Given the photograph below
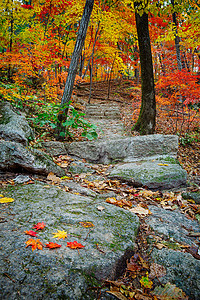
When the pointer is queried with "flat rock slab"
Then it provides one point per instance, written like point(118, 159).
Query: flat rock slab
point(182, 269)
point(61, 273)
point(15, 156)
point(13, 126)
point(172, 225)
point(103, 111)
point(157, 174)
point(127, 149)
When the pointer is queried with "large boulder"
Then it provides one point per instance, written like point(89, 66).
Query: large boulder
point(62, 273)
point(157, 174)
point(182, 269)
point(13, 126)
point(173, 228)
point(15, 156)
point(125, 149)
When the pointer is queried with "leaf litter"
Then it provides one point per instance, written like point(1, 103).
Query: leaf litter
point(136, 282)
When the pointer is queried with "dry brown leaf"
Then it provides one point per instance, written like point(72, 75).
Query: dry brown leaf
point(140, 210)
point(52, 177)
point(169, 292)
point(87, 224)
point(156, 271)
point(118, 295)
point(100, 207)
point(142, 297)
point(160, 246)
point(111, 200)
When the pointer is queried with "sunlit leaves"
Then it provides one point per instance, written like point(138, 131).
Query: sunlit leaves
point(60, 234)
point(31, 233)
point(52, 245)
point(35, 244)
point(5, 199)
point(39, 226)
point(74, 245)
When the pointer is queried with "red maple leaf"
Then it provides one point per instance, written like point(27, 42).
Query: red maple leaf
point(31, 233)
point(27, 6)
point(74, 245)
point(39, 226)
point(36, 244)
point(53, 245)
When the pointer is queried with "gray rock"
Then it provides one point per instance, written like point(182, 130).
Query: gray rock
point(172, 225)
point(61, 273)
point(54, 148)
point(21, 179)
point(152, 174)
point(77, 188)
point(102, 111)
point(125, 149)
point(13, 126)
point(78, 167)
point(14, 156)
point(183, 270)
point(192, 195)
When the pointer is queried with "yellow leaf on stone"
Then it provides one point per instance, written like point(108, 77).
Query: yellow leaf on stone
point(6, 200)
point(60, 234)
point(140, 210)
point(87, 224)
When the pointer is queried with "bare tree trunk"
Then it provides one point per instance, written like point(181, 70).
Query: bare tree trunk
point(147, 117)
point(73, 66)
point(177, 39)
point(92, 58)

* * *

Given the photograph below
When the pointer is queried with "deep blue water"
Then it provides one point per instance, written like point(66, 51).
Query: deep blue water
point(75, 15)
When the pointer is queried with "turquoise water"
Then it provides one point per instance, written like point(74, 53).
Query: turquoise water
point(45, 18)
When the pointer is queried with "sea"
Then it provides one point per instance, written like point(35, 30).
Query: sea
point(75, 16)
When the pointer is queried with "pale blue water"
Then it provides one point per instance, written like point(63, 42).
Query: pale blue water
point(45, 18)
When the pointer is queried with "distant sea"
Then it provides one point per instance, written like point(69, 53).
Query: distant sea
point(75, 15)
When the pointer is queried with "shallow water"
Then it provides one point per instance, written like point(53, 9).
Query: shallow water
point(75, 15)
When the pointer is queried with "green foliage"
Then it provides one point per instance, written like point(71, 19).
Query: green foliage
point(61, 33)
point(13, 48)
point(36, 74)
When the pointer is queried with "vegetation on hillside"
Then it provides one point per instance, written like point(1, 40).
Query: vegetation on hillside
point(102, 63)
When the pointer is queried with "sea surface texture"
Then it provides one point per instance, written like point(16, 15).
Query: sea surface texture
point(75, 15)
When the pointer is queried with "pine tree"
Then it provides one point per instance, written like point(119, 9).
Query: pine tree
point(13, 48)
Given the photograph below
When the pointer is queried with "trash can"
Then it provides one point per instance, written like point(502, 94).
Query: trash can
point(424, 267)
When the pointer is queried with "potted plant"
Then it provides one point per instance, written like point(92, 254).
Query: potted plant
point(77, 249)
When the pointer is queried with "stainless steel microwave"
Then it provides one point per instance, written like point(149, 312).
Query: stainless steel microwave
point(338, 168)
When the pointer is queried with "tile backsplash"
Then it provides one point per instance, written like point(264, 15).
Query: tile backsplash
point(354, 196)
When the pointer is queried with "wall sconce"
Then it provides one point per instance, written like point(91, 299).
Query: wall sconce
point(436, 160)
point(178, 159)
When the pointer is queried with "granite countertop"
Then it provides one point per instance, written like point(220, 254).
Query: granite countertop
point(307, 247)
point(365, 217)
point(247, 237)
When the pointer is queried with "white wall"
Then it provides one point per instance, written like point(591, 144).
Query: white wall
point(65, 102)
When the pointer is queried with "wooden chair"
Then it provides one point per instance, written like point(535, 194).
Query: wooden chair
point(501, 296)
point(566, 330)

### WHAT TO DO
Report every line of the items above that contains the word "turquoise".

### WRITTEN RESPONSE
When the pointer is queried with "turquoise water"
Query: turquoise water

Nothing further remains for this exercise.